Retiree hops on to hear Gareth Morgan’s vision for NZ

May 3, 2017

Retiree hops on to hear Gareth Morgan’s vision for NZ

Gareth Morgan speaks to a receptive crowd in Auckland. Photo: Sarah Downs

Bill Jaques, 78, used his SuperGold Card to hear Gareth Morgan talk in Auckland yesterday.

The free ride is something The Opportunities Party (TOP) leader objects to, but Mr Jaques wanted to hear what Mr Morgan had to say as part of his nationwide tour.

The party held its Auckland Central roadshow at AUT University last night.

Mr Jaques, who traditionally aligns with the right, was one of a crowd of about 50 people, who were warmed up by a few motorcycle jokes and then taken through some of the party's seven key policies.

Mr Morgan shared his “sense of frustration” with current politics and his new stint at “throwing a few marbles across the dance floor”.

He wanted all New Zealanders to “get a fair go”, and this included introducing “a fairer tax system”, a “smarter immigration system” and helping “struggling families”.

Our lack of taxation is “repulsive”, said Mr Morgan, and TOP’s tax reform polices want to fix inequality and make sure “all income from capital pay a little tax”.

TOP would also collect more tax from foreign firms on business doing New Zealand and from foreigners buying land.

Mr Morgan said next year he and his wife would qualify for superannuation, and would get about $40,000 a year.
------------
◆ **Problems to solve**
[a] In the article about Gareth Morgan's Auckland talk, where did The Opportunities Party hold its Auckland Central roadshow?
[b] Output a passage from the article about Gareth Morgan's Auckland talk word for word, beginning at the words "TOP would also" and stopping after the words "about $40,000 a year.".
The data that comes next has no connection to the article.

◆ **Stored data entries**
------------
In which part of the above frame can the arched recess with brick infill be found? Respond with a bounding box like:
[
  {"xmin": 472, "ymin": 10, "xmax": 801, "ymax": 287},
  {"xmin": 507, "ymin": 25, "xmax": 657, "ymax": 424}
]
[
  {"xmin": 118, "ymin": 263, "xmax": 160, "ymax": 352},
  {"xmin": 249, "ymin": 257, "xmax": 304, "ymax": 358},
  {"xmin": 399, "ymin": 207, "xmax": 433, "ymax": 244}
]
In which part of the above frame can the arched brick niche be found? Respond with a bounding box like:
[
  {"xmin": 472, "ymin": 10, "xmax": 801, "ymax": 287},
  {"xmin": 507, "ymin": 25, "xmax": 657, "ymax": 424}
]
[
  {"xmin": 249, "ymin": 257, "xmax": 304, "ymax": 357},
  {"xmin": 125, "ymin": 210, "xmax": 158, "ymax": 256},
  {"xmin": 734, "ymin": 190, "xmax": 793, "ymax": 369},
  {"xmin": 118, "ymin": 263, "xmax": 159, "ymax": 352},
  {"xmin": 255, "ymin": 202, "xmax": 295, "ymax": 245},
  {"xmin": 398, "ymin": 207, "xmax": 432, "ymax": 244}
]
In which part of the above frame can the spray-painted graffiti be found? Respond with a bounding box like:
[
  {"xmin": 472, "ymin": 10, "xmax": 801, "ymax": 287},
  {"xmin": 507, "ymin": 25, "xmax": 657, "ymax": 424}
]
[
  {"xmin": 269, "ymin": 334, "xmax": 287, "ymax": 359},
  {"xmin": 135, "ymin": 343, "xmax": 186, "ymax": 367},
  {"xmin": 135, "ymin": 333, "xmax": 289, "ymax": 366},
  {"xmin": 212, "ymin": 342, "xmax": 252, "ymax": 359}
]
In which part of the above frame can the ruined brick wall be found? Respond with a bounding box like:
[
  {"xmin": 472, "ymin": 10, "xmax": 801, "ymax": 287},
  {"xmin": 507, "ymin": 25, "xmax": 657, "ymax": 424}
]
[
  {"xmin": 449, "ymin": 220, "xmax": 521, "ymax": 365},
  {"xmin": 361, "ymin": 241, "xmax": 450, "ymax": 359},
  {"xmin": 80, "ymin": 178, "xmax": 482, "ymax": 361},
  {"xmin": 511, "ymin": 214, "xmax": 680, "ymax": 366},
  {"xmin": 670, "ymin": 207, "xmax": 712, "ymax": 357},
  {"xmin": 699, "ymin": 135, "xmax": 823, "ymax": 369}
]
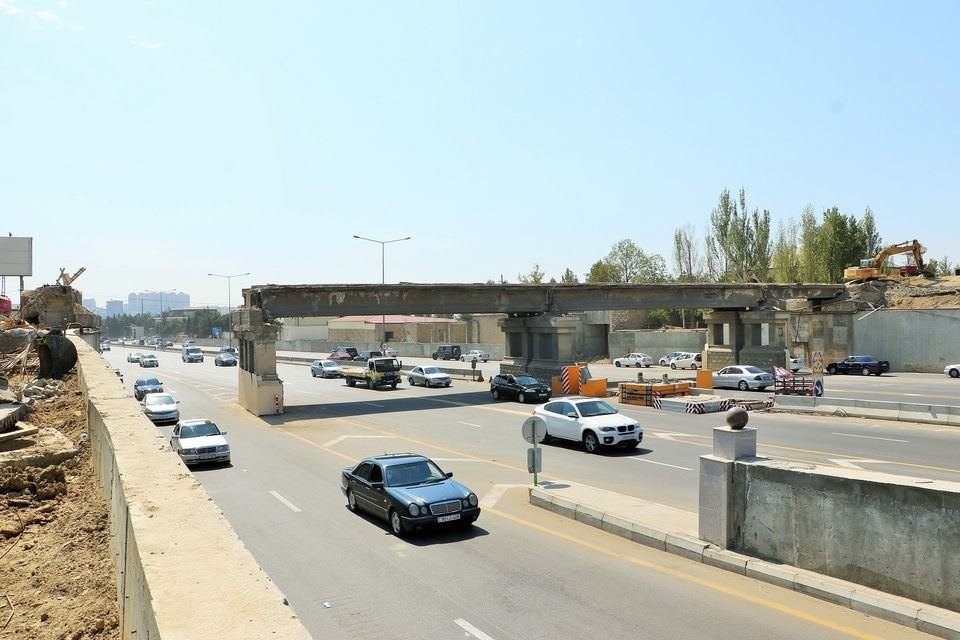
------------
◆ **Responses per task**
[a] At AUT University.

[b]
TOP would also collect more tax from foreign firms on business doing New Zealand and from foreigners buying land.

Mr Morgan said next year he and his wife would qualify for superannuation, and would get about $40,000 a year.